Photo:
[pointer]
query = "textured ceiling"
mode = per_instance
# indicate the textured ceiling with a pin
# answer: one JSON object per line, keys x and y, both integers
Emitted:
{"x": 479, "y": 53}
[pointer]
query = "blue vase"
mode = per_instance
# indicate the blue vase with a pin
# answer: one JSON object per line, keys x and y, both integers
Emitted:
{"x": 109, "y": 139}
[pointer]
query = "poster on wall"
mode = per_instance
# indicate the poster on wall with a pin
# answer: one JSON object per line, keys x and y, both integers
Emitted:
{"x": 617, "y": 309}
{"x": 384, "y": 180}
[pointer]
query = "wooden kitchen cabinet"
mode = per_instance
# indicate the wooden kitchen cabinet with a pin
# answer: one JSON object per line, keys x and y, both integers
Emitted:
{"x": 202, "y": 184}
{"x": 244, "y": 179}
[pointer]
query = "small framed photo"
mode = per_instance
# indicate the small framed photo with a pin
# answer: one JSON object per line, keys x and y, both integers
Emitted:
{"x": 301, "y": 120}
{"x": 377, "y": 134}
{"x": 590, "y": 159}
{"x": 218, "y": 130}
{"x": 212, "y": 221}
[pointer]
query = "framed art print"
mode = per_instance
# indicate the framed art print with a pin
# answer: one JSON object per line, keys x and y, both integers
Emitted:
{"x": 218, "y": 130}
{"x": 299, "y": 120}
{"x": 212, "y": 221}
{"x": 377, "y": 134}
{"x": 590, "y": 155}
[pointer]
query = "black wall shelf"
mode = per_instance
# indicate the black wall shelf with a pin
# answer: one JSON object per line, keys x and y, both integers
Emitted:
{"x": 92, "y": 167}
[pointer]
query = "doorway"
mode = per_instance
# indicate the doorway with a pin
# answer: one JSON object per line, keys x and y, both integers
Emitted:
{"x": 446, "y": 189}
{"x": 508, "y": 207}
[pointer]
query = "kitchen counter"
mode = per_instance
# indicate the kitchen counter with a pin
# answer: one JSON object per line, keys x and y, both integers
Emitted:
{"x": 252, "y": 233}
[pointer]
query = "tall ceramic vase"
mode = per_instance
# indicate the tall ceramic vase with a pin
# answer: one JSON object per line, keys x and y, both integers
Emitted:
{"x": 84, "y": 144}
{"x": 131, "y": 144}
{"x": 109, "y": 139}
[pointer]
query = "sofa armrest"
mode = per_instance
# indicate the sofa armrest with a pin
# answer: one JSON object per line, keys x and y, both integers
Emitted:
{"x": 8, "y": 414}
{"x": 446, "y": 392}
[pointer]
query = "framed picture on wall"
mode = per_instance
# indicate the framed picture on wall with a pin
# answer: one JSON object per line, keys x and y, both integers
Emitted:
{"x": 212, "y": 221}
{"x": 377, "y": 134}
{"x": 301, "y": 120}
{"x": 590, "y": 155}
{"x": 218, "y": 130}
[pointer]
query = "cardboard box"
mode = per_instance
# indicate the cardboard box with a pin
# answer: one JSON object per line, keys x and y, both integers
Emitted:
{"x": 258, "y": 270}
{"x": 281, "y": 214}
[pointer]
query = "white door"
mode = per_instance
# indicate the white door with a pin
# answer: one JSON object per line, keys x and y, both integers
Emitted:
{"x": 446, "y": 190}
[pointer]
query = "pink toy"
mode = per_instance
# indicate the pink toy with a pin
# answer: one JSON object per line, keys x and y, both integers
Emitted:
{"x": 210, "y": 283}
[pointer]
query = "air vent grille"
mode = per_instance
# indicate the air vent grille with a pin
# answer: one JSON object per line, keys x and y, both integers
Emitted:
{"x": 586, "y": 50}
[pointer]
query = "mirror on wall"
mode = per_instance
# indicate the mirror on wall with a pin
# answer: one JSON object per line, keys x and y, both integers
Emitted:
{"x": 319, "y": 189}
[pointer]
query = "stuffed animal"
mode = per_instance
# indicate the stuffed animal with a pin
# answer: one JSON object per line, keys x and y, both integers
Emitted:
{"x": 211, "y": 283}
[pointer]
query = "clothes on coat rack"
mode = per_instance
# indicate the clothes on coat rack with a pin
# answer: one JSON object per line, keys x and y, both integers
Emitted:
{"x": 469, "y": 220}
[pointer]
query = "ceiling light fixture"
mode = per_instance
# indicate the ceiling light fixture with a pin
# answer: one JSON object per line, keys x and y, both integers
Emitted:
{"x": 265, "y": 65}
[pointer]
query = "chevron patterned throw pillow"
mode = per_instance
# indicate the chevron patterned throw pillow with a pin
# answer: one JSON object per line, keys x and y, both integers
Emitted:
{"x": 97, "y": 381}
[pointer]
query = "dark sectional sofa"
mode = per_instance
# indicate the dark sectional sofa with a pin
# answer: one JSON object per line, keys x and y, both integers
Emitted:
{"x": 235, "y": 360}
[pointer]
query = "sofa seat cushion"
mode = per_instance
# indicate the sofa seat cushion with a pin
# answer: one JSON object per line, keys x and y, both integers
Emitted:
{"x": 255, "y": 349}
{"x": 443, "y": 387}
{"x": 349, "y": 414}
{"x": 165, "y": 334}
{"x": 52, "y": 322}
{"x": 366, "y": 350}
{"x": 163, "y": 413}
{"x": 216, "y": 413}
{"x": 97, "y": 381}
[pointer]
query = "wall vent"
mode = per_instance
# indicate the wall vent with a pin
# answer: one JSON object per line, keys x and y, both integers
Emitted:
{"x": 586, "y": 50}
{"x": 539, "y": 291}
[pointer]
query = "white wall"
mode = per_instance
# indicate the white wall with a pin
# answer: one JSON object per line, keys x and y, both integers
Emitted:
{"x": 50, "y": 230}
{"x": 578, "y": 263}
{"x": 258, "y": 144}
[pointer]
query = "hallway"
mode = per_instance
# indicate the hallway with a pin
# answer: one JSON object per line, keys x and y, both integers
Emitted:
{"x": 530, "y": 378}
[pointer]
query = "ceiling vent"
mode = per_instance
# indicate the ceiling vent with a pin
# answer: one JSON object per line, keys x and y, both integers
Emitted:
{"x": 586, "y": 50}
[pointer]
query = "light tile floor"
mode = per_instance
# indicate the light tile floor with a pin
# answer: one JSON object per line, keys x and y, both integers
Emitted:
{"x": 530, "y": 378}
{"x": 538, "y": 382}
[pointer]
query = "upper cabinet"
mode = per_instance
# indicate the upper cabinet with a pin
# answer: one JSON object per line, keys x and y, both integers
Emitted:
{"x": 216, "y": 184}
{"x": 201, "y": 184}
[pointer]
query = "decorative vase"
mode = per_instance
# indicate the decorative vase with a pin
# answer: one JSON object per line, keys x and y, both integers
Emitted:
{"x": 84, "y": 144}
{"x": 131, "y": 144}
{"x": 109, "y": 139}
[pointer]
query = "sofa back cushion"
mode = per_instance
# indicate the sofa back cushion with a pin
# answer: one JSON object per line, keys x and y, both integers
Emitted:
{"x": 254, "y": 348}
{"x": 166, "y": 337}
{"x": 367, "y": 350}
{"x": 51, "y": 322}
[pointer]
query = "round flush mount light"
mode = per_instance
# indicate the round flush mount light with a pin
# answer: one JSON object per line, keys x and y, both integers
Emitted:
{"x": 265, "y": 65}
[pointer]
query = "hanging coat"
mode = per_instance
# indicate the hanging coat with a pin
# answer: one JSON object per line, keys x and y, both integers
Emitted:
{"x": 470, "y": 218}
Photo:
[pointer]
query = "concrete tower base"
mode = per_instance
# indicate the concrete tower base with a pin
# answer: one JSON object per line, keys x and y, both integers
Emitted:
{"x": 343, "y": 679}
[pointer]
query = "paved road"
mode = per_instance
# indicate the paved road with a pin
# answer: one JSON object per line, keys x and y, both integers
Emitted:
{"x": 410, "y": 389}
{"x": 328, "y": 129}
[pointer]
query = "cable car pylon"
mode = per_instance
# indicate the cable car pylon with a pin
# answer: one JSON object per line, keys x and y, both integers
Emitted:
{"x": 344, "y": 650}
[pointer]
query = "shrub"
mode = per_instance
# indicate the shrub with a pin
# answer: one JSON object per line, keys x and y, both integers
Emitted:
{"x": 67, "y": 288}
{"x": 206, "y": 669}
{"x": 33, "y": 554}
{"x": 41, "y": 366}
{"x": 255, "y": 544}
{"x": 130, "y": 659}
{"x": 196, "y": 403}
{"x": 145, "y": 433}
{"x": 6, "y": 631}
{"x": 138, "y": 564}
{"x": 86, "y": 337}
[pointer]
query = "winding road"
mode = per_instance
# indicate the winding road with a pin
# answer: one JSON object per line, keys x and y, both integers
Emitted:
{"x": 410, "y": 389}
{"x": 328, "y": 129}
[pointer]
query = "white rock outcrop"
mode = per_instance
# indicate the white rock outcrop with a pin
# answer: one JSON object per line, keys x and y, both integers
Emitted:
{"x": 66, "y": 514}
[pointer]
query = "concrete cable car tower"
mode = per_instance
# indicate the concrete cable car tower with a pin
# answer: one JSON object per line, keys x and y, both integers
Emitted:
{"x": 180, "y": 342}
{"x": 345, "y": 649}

▸ Task description
How many lines in the items above contain the string "kitchen"? Case matters. Reply with the number alone.

▸ Output
4